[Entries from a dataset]

>>>

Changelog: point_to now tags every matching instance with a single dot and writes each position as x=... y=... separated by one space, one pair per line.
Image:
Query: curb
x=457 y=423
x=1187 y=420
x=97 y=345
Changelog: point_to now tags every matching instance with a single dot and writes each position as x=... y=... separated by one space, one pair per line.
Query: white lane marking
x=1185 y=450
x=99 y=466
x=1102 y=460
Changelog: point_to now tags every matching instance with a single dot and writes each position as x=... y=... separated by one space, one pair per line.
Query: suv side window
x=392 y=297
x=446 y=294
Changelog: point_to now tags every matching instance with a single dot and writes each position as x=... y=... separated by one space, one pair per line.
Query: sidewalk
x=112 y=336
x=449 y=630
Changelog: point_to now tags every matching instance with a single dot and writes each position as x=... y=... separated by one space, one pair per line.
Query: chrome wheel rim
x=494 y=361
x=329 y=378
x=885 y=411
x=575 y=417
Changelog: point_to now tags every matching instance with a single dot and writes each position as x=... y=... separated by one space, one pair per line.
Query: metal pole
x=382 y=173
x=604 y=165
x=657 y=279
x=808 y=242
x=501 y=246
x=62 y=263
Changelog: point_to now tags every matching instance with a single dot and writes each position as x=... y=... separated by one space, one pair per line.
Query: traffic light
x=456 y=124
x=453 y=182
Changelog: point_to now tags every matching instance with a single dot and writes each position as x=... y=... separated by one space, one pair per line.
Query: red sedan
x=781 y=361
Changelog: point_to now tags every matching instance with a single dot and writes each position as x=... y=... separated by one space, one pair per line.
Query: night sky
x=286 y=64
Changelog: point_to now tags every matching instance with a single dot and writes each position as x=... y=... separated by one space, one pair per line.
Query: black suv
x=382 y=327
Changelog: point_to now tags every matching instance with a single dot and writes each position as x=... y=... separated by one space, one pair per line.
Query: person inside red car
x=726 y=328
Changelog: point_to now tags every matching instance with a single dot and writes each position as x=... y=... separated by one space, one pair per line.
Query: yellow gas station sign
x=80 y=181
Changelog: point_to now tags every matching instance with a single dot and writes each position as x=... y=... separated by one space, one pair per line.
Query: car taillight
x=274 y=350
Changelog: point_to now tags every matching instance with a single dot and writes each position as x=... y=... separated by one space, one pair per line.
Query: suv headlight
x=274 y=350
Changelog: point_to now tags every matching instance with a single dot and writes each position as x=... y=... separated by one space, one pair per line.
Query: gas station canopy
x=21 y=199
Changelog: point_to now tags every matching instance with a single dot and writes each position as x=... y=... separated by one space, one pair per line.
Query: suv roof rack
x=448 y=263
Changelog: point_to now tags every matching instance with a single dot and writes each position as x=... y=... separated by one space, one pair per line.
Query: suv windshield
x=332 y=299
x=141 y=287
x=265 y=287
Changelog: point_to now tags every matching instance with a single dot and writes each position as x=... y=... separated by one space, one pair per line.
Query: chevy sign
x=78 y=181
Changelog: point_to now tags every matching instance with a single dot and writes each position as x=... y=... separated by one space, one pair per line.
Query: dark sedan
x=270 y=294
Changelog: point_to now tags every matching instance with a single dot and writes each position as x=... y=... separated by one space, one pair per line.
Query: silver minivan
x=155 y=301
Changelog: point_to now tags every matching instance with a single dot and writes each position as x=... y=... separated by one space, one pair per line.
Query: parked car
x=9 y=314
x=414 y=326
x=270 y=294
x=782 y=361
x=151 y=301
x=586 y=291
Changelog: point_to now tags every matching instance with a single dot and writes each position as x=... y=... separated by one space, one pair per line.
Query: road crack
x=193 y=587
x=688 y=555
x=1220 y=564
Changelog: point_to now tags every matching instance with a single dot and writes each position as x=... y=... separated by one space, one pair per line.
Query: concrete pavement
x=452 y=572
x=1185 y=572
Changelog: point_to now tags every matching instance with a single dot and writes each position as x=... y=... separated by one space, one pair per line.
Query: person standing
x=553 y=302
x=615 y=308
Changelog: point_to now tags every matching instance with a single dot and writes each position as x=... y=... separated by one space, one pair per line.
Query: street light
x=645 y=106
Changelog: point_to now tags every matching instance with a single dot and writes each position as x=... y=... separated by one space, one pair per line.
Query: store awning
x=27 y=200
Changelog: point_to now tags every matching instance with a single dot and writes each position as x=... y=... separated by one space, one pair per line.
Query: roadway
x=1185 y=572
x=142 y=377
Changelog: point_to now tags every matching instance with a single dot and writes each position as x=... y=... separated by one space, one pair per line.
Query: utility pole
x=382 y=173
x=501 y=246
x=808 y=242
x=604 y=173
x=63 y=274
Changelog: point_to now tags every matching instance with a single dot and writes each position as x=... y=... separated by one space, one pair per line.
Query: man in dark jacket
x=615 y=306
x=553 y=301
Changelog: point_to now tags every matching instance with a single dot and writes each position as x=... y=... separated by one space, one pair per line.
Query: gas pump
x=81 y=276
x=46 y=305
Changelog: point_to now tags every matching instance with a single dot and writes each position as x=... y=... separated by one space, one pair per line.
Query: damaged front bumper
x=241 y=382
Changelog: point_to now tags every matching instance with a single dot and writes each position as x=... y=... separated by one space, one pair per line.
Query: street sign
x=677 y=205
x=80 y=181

<<<

# Aim of the task
How many lines in the entries above contain the string "pole"? Give only the number.

# The reply
2